===== Testo da leggere

Ascoltatemi bene, banda di snob, lasciate che vi parli di Winfred Rembert (1945-2021), un artista il cui percorso straordinario incarna le ore più oscure della storia americana. Nato nella Georgia segregazionista, fu affidato fin dalla nascita alla sua prozia e iniziò a lavorare nei campi di cotone a sei anni. Il suo impegno nel movimento per i diritti civili negli anni ’60 gli costò un arresto e, dopo un tentativo di fuga, fu vittima di un tentativo di linciaggio da cui miracolosamente sopravvisse. Condannato a sette anni di prigione, lì imparò l’arte della lavorazione della pelle da un compagno di reclusione. Fu solo all’età di cinquantuno anni, incoraggiato dalla moglie Patsy, che iniziò a trasformare questa tecnica in arte, incidendo e dipingendo sulla pelle le scene del suo passato. La sua opera, oggi riconosciuta a livello internazionale e premiata postumamente con il Pulitzer per la biografia nel 2022, è una testimonianza toccante della segregazione razziale e una celebrazione della resilienza umana.
È un artista che ha trasformato le sue cicatrici in capolavori, che ha metamorfosato l’inferno in bellezza. Winfred Rembert non è uno di quegli artisti che hanno appreso il loro mestiere nelle stanze silenziose delle scuole d’arte. No, la sua università è stata la Georgia segregazionista, i suoi insegnanti sono stati il dolore e la resilienza, e il suo mezzo prediletto, la pelle, è stato un dono ironico dei suoi anni di prigionia. In un mondo sommerso da installazioni concettuali spesso vuote di significato, ecco un uomo che incide letteralmente la sua vita nella pelle, come Kafka incideva i suoi incubi sulla carta. E come lo scrittore praghese, Rembert ci immerge in un universo kafkiano dove l’assurdo si contende con l’inaumano.
Guardate “All Me” (2002), quest’opera allucinante in cui i prigionieri in uniforme a righe si moltiplicano come in uno specchio rotto. Non è solo una semplice rappresentazione del lavoro forzato, è una meditazione profonda sulla frammentazione dell’identità sotto l’effetto della violenza istituzionale. Come in “La metamorfosi” di Kafka, assistiamo alla trasformazione di un essere umano sotto la pressione di un sistema disumanizzante. Ma laddove Gregor Samsa diventa un insetto, Rembert si moltiplica per sopravvivere, creando ciò che lui stesso chiama “all of me”, tutte le versioni di sé necessarie per sopportare l’inferno del penitenziario.
Le sue opere sul lavoro nei campi di cotone non sono semplici documentari storici. No, quelle infinite file di punti bianchi su sfondo scuro sono come i versi de “La Bateau Ivre” di Rimbaud: un’ebbrezza di motivi che trascende la semplice narrazione per raggiungere una dimensione poetica. Come il poeta maledetto che trasformava la sua discesa all’inferno in versi abbaglianti, Rembert trasforma la sofferenza in bellezza formale. I campi di cotone diventano sotto le sue mani costellazioni, galassie di punti bianchi che danzano sulla pelle nera, creando una tensione visiva che parla tanto della storia dell’oppressione quanto della resistenza attraverso la bellezza.

==========
===== Record

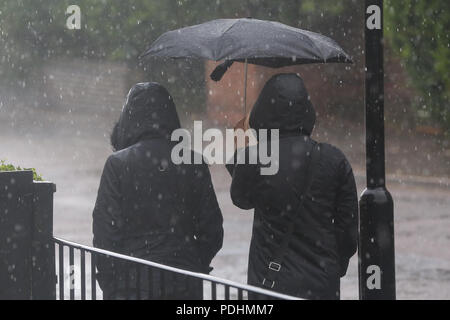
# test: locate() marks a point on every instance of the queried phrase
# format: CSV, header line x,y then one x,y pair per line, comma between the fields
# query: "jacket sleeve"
x,y
244,179
209,220
346,218
108,220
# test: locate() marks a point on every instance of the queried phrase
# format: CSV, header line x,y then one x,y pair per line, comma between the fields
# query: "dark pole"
x,y
376,220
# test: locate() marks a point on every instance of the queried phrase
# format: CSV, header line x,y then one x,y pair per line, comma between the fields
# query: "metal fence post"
x,y
16,196
43,248
376,220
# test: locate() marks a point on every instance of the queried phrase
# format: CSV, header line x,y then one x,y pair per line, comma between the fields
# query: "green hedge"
x,y
9,167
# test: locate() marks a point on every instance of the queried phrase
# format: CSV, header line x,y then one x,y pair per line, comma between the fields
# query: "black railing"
x,y
140,279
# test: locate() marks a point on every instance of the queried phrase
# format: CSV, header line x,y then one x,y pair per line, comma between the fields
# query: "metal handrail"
x,y
177,270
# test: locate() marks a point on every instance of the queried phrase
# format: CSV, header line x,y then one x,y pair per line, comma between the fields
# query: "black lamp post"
x,y
376,218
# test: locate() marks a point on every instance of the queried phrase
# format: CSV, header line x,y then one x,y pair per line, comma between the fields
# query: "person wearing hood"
x,y
150,208
305,218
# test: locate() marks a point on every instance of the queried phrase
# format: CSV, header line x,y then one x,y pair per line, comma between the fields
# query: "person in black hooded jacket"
x,y
324,233
150,208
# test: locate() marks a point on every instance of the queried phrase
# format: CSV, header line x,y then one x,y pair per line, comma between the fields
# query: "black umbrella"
x,y
265,43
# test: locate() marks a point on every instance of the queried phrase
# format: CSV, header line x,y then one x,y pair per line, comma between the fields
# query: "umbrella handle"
x,y
245,86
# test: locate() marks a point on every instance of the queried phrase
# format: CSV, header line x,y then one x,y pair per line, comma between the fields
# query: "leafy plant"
x,y
9,167
418,31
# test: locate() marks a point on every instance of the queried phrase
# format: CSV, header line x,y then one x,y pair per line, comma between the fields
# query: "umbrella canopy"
x,y
260,42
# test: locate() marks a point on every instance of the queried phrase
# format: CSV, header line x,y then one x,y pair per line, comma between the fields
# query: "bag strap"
x,y
276,262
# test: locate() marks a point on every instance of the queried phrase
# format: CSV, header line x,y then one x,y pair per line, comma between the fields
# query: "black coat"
x,y
325,233
146,206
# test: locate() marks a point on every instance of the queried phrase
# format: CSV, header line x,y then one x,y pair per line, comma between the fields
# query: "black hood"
x,y
149,111
284,104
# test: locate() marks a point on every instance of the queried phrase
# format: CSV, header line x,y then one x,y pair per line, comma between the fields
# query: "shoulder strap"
x,y
276,262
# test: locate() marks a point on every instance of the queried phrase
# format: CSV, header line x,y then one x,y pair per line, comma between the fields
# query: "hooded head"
x,y
149,111
284,104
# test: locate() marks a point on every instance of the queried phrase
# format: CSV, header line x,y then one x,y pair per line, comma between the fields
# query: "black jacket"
x,y
325,233
146,206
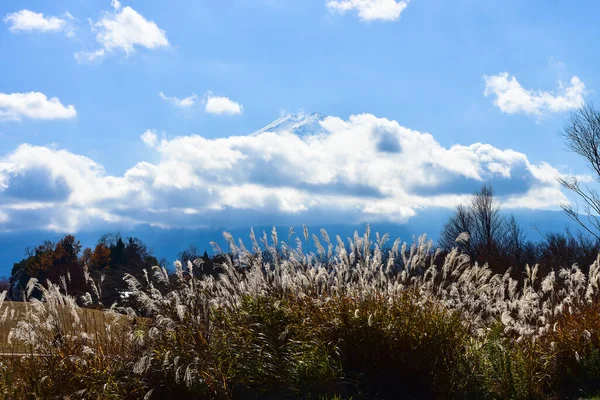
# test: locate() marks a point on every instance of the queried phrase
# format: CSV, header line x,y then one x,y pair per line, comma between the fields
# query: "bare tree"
x,y
460,222
582,136
515,245
483,221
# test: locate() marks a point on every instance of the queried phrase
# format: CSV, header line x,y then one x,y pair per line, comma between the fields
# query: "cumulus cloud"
x,y
340,171
511,97
123,29
222,105
181,103
29,21
33,105
370,10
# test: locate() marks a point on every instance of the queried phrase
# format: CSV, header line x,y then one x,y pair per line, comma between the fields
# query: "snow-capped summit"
x,y
301,124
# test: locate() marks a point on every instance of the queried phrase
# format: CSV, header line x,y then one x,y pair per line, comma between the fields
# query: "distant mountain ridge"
x,y
167,243
300,124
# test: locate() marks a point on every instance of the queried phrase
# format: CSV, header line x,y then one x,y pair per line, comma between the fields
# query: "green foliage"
x,y
348,322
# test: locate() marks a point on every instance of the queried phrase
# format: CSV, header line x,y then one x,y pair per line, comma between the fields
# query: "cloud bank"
x,y
339,171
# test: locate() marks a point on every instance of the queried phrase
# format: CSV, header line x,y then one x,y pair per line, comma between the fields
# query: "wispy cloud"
x,y
29,21
33,105
177,102
123,29
511,97
222,105
370,10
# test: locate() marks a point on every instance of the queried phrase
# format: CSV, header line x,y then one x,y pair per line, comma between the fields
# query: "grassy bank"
x,y
353,320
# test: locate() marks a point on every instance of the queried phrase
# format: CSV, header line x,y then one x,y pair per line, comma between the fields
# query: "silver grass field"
x,y
357,318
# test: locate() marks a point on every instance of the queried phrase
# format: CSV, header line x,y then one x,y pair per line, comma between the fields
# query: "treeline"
x,y
488,235
100,270
479,229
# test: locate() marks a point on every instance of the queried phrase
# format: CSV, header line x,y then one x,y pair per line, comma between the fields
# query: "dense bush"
x,y
348,321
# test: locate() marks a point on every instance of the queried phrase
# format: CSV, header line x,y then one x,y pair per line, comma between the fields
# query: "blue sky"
x,y
425,75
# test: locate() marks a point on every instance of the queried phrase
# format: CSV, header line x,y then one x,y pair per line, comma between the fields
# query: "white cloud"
x,y
370,10
29,21
33,105
123,29
89,56
222,105
512,98
338,171
181,103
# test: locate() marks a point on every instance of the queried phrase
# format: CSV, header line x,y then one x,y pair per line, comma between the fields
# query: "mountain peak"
x,y
300,123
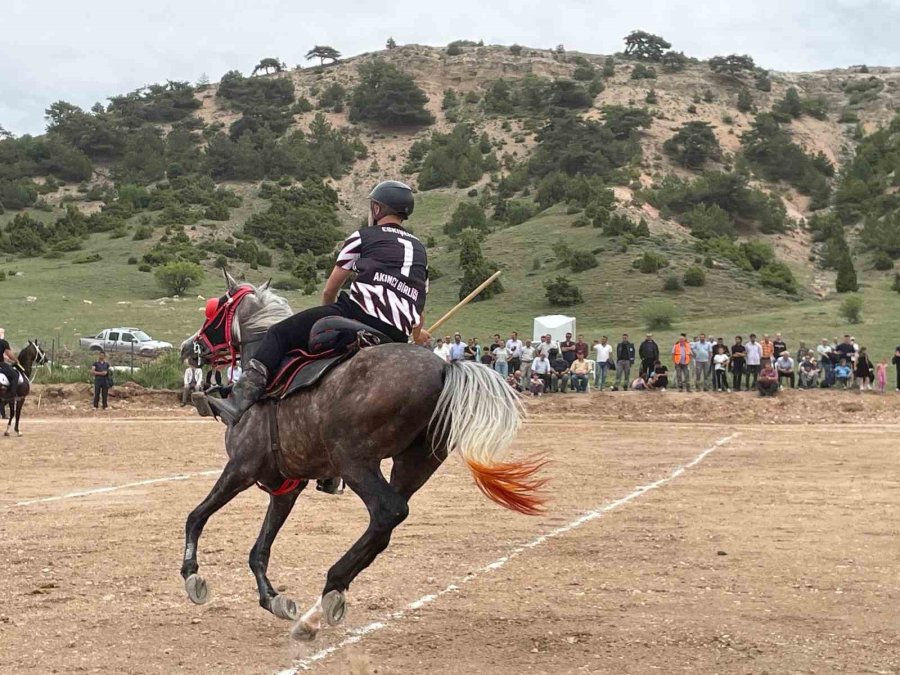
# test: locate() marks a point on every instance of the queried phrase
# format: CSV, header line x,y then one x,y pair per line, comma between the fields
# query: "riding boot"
x,y
330,485
248,390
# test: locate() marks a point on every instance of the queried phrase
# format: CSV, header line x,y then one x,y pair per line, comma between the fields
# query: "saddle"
x,y
332,341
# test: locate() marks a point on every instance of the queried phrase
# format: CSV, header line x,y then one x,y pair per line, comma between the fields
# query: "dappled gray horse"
x,y
395,401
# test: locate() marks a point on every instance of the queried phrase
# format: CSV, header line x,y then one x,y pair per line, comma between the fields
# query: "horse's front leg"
x,y
279,509
387,509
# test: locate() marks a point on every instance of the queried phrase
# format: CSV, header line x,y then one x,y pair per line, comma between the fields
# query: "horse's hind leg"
x,y
387,509
235,478
279,510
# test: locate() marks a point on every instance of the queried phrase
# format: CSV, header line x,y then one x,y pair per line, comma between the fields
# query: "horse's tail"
x,y
478,415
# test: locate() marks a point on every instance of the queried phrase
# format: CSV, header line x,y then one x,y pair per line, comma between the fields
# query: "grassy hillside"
x,y
73,299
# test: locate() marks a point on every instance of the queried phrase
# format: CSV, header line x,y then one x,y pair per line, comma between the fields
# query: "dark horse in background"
x,y
396,401
29,357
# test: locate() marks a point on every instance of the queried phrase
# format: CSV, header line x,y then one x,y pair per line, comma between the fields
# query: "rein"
x,y
217,335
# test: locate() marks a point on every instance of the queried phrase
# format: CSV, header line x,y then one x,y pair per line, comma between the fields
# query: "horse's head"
x,y
40,356
242,315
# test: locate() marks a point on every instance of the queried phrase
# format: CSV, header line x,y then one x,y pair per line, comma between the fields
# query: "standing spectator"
x,y
193,381
809,372
624,360
881,376
470,353
896,362
649,353
581,347
541,368
842,374
785,367
702,351
720,368
681,356
767,384
768,348
567,348
738,362
559,374
457,349
527,359
514,347
581,370
779,345
501,359
537,385
824,351
102,380
753,350
865,371
602,355
443,349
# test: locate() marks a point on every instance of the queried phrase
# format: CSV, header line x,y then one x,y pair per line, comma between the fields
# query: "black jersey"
x,y
391,268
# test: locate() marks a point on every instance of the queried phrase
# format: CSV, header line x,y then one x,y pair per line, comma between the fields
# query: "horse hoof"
x,y
283,607
334,606
196,588
303,632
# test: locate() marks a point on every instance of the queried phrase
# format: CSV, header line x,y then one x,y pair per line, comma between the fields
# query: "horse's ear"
x,y
229,280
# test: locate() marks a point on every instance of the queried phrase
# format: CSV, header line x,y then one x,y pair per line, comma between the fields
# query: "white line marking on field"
x,y
114,488
357,634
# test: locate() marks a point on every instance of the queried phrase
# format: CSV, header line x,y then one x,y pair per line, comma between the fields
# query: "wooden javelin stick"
x,y
462,303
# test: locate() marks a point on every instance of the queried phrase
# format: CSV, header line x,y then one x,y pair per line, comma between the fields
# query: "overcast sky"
x,y
84,52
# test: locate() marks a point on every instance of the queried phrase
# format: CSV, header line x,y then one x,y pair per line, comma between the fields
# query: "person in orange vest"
x,y
681,356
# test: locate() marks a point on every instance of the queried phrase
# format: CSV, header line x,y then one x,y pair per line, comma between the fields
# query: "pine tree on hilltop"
x,y
323,52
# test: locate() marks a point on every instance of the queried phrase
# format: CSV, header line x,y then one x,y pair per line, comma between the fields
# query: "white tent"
x,y
554,325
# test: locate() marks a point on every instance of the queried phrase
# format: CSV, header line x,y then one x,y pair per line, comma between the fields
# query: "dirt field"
x,y
774,550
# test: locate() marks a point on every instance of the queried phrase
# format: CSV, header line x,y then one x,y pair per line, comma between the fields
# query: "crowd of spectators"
x,y
765,365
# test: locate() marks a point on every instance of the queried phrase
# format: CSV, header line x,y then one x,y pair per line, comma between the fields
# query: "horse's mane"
x,y
272,309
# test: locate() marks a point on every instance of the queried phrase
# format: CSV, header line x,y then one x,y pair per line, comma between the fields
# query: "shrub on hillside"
x,y
851,309
176,277
650,263
693,145
466,215
562,293
387,96
694,276
778,275
658,314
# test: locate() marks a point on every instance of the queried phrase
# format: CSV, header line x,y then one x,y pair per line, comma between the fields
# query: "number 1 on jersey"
x,y
407,256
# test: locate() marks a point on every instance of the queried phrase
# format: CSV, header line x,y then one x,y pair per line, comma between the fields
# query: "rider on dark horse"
x,y
388,294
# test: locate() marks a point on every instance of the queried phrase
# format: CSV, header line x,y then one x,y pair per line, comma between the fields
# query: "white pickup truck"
x,y
125,340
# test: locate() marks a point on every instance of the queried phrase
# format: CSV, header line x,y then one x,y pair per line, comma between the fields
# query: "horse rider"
x,y
388,294
12,374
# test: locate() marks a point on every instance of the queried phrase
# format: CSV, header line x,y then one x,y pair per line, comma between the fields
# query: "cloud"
x,y
86,52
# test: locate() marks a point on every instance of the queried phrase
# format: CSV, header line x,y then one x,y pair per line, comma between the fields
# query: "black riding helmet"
x,y
396,196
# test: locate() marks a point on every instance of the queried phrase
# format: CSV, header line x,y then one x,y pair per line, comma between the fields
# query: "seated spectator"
x,y
809,372
559,374
785,367
659,380
581,370
537,384
514,380
842,374
767,382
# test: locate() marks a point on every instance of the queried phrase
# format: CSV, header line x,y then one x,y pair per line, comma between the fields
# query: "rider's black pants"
x,y
293,332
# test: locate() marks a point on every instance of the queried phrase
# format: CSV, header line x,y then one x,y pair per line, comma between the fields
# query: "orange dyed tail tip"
x,y
513,485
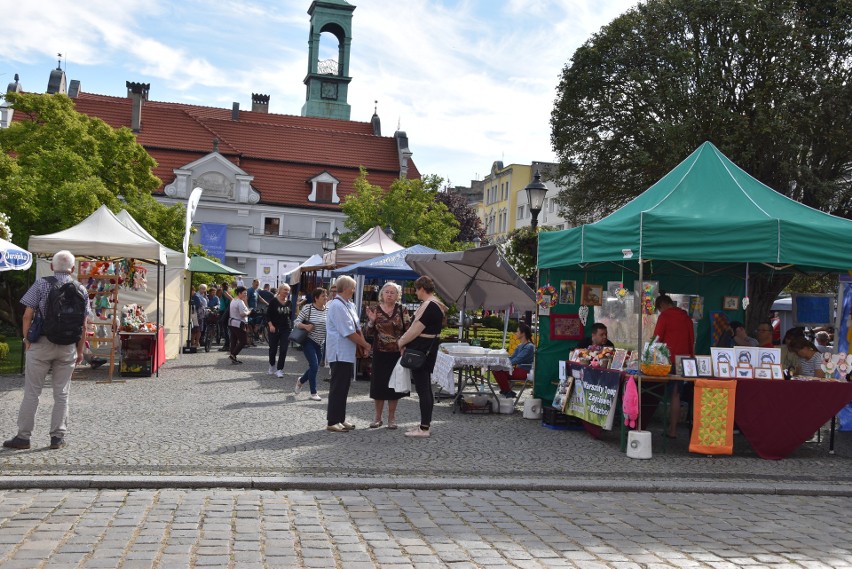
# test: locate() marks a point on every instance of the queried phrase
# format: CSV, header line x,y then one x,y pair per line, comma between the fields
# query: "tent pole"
x,y
639,344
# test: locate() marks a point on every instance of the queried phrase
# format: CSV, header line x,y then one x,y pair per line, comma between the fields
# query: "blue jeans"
x,y
313,352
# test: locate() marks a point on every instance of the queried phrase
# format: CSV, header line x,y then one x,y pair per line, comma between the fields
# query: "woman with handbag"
x,y
386,323
312,319
238,322
279,325
422,337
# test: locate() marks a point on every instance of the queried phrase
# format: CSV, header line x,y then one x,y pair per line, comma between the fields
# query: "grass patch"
x,y
12,363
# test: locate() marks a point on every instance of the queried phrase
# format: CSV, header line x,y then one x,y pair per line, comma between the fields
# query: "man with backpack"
x,y
55,318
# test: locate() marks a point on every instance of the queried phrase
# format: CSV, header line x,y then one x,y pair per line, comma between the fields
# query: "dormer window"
x,y
324,189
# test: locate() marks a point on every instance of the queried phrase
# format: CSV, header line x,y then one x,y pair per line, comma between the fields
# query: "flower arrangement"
x,y
542,292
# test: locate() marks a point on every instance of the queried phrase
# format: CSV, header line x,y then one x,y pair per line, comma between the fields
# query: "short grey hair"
x,y
395,287
63,262
344,283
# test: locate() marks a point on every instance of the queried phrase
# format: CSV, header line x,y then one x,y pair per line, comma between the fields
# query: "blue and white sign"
x,y
13,258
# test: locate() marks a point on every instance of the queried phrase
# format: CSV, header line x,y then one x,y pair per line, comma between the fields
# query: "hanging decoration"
x,y
546,296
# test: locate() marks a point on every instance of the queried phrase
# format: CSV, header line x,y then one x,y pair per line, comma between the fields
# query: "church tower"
x,y
328,81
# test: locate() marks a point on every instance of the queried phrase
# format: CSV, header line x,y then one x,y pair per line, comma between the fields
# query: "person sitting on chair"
x,y
599,337
522,360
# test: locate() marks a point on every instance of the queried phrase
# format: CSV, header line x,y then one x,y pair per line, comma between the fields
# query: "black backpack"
x,y
66,312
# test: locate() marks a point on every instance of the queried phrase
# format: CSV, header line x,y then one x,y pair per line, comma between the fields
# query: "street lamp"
x,y
536,192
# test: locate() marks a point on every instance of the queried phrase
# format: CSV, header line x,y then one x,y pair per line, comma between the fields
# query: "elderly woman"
x,y
422,335
386,323
279,325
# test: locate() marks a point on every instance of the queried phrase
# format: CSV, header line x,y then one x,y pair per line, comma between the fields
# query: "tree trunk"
x,y
763,291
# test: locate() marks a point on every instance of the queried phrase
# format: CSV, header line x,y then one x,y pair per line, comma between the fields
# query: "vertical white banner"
x,y
191,206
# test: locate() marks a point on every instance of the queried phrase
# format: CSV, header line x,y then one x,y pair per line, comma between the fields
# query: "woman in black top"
x,y
279,323
423,335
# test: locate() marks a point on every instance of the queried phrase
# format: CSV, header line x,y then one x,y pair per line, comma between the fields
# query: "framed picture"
x,y
619,358
705,366
722,355
746,355
762,373
566,327
567,292
768,356
679,365
777,371
592,295
690,367
744,372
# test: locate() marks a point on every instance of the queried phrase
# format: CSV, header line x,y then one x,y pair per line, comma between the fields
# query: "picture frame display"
x,y
705,366
690,367
592,295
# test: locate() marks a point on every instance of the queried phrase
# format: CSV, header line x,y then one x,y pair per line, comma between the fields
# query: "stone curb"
x,y
341,484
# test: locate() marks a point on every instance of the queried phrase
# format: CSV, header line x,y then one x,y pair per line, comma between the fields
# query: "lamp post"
x,y
536,193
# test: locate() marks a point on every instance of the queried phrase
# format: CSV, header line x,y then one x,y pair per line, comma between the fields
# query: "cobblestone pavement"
x,y
424,529
204,417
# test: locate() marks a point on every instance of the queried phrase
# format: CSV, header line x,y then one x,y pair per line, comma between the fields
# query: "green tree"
x,y
410,207
767,81
58,166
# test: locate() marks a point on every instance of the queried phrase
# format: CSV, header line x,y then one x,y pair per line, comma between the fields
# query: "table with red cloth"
x,y
776,416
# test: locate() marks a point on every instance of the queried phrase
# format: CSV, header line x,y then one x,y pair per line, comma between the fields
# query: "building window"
x,y
272,226
325,192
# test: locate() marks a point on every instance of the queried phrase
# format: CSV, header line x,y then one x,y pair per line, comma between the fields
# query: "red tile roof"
x,y
282,152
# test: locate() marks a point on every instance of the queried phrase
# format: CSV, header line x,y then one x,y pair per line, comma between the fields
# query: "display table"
x,y
776,417
142,353
446,364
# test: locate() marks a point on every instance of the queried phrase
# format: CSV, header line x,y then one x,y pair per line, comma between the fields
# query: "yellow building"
x,y
505,206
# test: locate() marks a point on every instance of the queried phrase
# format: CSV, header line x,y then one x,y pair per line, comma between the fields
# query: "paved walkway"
x,y
207,422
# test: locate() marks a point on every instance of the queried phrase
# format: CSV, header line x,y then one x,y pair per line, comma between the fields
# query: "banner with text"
x,y
595,394
213,237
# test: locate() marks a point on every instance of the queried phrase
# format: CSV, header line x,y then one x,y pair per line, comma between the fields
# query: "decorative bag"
x,y
298,335
34,333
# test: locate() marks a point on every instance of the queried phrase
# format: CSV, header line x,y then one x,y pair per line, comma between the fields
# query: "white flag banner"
x,y
191,206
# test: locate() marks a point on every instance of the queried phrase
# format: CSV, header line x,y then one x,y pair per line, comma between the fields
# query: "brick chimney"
x,y
259,103
137,93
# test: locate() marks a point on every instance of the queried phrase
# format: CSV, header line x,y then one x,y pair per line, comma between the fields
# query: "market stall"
x,y
701,232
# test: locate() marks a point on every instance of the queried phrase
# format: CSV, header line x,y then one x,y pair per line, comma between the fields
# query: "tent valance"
x,y
708,210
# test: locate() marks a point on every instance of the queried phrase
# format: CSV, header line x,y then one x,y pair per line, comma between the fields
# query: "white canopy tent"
x,y
373,243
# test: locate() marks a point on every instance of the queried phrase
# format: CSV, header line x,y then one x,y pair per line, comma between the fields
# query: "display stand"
x,y
103,293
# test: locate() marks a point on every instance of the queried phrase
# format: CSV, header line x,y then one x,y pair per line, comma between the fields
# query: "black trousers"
x,y
338,391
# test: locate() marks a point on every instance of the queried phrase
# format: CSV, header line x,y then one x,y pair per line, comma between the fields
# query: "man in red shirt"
x,y
675,329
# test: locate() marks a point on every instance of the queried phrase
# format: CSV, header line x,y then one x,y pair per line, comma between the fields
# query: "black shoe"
x,y
17,443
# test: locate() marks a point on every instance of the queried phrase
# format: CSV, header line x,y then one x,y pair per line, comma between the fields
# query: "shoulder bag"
x,y
299,335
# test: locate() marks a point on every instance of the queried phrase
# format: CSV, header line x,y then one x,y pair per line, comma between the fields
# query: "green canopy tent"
x,y
701,229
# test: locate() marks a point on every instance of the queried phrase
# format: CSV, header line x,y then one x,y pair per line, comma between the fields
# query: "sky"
x,y
469,81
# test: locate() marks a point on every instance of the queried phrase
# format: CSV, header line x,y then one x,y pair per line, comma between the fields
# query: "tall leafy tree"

==========

-- Obiettivi --
1) Stabilisci se ciascuna affermazione concorda con il testo su Winfred Rembert, rispondendo sì o no e citando le parole del testo che lo dimostrano: (a) Rembert imparò a lavorare la pelle da un compagno di prigionia; (b) Rembert cominciò a fare arte a quarant'anni; (c) Rembert ricevette il Pulitzer quando era ancora in vita.
2) Riprendi il testo su Winfred Rembert dal punto in cui si ferma.
I record non servono per questo lavoro.

-- Le risposte --
1)
(a) Sì: "lì imparò l’arte della lavorazione della pelle da un compagno di reclusione".
(b) No: "Fu solo all’età di cinquantuno anni, incoraggiato dalla moglie Patsy, che iniziò a trasformare questa tecnica in arte".
(c) No: "premiata postumamente con il Pulitzer per la biografia nel 2022".

2)
Prendete “The Dirty Spoon Café” (2002), questa scena di ballo popolare dove coppie danzano su un pavimento a scacchi. L’opera vibra di un’energia che richiama le descrizioni dei bar clandestini in “Il Grande Gatsby” di Fitzgerald. Come lo scrittore americano che utilizzava questi luoghi di festa per rivelare le contraddizioni dell’America degli anni ’20, Rembert usa questi spazi di gioia per mostrare come la comunità nera creasse sacche di libertà in un sistema oppressivo. Il pavimento a scacchi diventa una metafora del complesso gioco sociale necessario per sopravvivere nel Sud segregazionista.
Ma non fatevi ingannare: se le sue opere sono belle, non sono mai decorative. Ogni colpo di cesello nella pelle è come un’incisione nella nostra coscienza collettiva. Prendete “Wingtips” (2001), che mostra l’artista appeso per le caviglie, sul punto di essere linciato. La composizione è di una precisione chirurgica, ogni dettaglio, fino alle scarpe del torturatore, inciso con una nitidezza che fa male. È il Goya americano, implacabile come “I Disastri della Guerra”, ma con questa differenza fondamentale: Rembert era sia l’artista che la vittima.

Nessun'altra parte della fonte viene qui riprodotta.